■ **Fonte**:
★ ★ ★ ★

Quadro de Justus Sustermans representando Galileu Galilei
Foto:
Wikicommons / Reprodução
* Roberto Romano é professor titular de Ética e Filosofia Política da Unicamp. Escreve quinzenalmente.
O Brasil, dizem alguns, tem instituições democráticas garantidas.
Elas, repetem as mesmas vozes, funcionam em plena normalidade. Atrapalho
o foguetório e afirmo que estamos longe da norma na ordem democrática.
Basta pensar nos bilhões subtraídos dos cofres públicos. A Petrobras é
uma empresa estatal a mais no rol dos roubos cometidos por lobistas e
políticos. O dinheiro foi usado em campanhas políticas. As contas
partidárias receberam aprovação da justiça eleitoral. O “normal” seria o
controle rigoroso que não abençoasse números espúrios, marcas do
submundo que Norberto Bobbio chama de “anti-Estado”.
Se for lida a Constituição, ela manda ser o exercício dos cargos, nos
três poderes, impessoal. Como aceitar que o presidente da Câmara dos
Deputados “rompa pessoalmente” com o Executivo e ofenda o Judiciário?

★ ★ ★ ★

■ **Dados fornecidos**:
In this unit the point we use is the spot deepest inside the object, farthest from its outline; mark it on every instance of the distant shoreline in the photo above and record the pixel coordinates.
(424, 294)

★ ★ ★ ★

■ **Lista de tarefas**:
**A)** No artigo sobre as instituições democráticas, que nome Norberto Bobbio dá ao submundo citado?
**B)** Escreva a continuação do artigo sobre as instituições democráticas a partir da última frase.

■ **Resultados por tarefa**:
**A)** "Anti-Estado".

**B)**
Fatos mostram à saciedade o quanto é anômalo o funcionamento de nossas
estruturas políticas. Basta pensar nas esdrúxulas coalizões partidárias,
nos apadrinhamentos para cargos “de confiança”, na indignação de quem
paga impostos, na ruína da fé pública. A normalidade alardeada indica
que a prática desmente o idioma do encantamento publicitário, feito para
enganar os incautos que ainda restam na vida pública.
Tais mentiras piedosas me fazem recordar uma história do século 17
mas atualíssima, dados os aproveitadores da crendice geral. A narrativa é
de Gabriel Naudé, pensador importante sob Richelieu e Mazarino –
cardeais astutos, verdadeiros ditadores truculentos e impiedosos –,
homens que moldaram o Estado moderno. Naudé usa a religião, mas
desconfia das batotas encenadas pelo clero para engambelar as massas.
Com base na política religiosa, ele publica o clássico Considerações
Políticas Sobre o Golpe de Estado (1640).
Diz ele que encontrou certo dia o padre Melchior Inchofer, jesuíta
que escreveu o livro intitulado Veritas Vindicata (“A Verdade
Defendida”). Vários panfletos da época traziam tal título, dada a
discórdia na Igreja Católica e a guerra de religião que atingia a fé
mística e a confiança pública, arruinando reputações de intelectuais.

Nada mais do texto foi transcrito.